[Document section]
Summary
In Tarter v. Medley, 356 S.W.2d 255 (Ky. 1962), it was said that where the parties are but transients, common law marriage is not established.
Summary of this case from Grant v. Superior CourtOpinion
January 19, 1962. Rehearing Denied May 4, 1962.
Appeal from the Circuit Court, Pulaski County, George Bertram, Special Judge.
Fritz Krueger, Don Cooper, Somerset, for appellant.
Joseph Montgomery, Somerset, Charles J. Schear, Newport, for appellee.
The action was brought by the appellant, Gertrude Tarter, to quiet her title to real property as the sole heir of her brother, Kenneth Tarter, who died intestate January 19, 1944. She charged that the defendant, Ruth Medley, was setting up a spurious claim to the property. The judgment appealed is for the defendant on her counterclaim.
The ultimate question is whether the appellee, who, it is admitted, was born when her mother was the wife of another man, is Tarter's child and entitled to inherit his estate. Under our statutes an illegitimate child (KRS 406.010) inherits only from his or her mother or mother's kindred, KRS 391.090(2), subject to this condition: "If a man who has had a child by a woman afterward marries her, the child or its descendants, if recognized by him before or after marriage, shall be deemed legitimate." KRS 391.090(3). The defendant, as counterclaimant, assumed the burden of proving three indispensable factors, namely, that (1) she is Tarter's child, (2) he and her mother were married after she was born, and (3) he recognized her as his child. The plaintiff offered no evidence in rebuttal.
At the beginning of the trial, upon the defendant's motion and without objection, a jury was impaneled to try the case; but at the end the plaintiff moved the court to withdraw the case from the jury and decide the issues. That motion and the respective motions of both parties for a directed verdict were overruled and the issues submitted to the jury. Its verdict was: "We the jury find Ruth Medley to be Kenneth Tarter's daughter." There was no mention of the other questions of marriage and recognition. The motions of both parties for a judgment notwithstanding the verdict were overruled. The judgment was that Mrs. Medley was Tarter's legitimate child and sole heir at law and dismissed the complaint.
The appellant insists that the case should not have been tried by a jury and that incompetent evidence was admitted and erroneous instructions given.
The adjudication of title to land, such as quieting title, is peculiarly one for a court of equity, and the issues are not triable by a jury. Aluminum Co. of America v. Frazer, Ky., 328 S.W.2d 142. We have other cases of this class where the questions of legitimacy through marriage and recognition were tried by chancellors. Todd v. Bowman, 285 Ky. 117, 147 S.W.2d 75; Dudley's Adm'r v. Fidelity Deposit Co. of Maryland, Ky., 240 S.W.2d 76. The appellee insists that under CR 39.03 this case was triable by a jury, and its verdict must be given the same effect as if the trial had been as a matter of right. In any event, the court accepted the verdict, at least as advisory. Under the view we have of the proof we do not think the question of how the verdict is to be regarded is important. In considering the case we eliminate evidence regarded as incompetent. It is, principally, testimony of Mrs. Medley as to numerous occasions on which Kenneth Tarter had acknowledged and introduced her as his daughter. We also pass over the question of error in the instructions. Cf. Aluminum Co. of America v. Frazer, supra. We turn to appellant's contention that the competent evidence fell short of proving that she, Miss Tarter, is entitled to judgment on the merits.

[Written instruction 1] Name every attorney listed as counsel in the court opinion above.

[Stored records]
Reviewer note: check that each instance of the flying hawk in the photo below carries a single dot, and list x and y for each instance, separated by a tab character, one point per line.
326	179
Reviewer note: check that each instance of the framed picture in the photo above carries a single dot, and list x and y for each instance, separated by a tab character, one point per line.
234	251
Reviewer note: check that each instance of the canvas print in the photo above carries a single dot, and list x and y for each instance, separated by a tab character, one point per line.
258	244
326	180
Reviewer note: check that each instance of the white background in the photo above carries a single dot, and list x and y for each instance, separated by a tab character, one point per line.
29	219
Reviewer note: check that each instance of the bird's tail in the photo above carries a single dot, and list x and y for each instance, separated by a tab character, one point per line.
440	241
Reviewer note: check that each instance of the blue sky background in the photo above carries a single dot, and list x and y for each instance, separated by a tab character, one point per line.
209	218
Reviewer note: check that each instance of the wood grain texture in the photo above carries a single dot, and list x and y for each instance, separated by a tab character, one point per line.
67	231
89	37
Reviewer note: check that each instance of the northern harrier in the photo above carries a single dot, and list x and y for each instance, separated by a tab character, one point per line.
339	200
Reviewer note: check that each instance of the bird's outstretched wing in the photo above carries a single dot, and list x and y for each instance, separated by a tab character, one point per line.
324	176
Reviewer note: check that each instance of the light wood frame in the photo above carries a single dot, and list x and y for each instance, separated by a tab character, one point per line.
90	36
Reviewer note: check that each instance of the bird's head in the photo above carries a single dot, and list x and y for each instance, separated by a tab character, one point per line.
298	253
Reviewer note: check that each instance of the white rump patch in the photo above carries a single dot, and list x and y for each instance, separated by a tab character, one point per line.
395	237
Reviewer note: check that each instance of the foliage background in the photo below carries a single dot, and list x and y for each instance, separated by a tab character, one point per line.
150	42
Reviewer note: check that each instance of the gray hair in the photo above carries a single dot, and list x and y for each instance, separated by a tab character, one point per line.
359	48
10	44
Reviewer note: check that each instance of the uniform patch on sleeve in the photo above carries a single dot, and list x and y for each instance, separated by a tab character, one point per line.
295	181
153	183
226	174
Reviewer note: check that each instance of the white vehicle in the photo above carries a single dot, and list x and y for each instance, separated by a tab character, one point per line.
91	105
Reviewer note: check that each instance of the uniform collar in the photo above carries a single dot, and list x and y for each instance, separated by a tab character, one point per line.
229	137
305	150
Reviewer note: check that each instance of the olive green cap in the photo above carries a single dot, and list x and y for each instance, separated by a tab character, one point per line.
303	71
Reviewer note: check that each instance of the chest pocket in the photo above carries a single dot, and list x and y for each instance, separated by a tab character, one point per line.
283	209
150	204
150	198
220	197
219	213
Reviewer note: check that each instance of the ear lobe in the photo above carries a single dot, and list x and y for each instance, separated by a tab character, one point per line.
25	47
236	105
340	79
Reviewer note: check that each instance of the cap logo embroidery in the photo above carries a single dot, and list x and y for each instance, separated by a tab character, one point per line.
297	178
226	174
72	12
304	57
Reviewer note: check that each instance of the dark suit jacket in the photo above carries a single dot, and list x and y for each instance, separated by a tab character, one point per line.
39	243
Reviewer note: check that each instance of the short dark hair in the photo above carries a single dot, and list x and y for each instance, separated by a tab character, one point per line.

[Written instruction 2] Pull out each line of the records that contains the string "uniform", matching case exactly.

[Exercise output 1]
Fritz Krueger
Don Cooper
Joseph Montgomery
Charles J. Schear

[Exercise output 2]
Reviewer note: check that each instance of the uniform patch on sleeve in the photo above carries a single dot, and list x and y for each instance, separated by a tab character, one point per line.
Reviewer note: check that each instance of the uniform collar in the photo above carries a single dot, and list x and y for each instance, separated by a tab character, one point per line.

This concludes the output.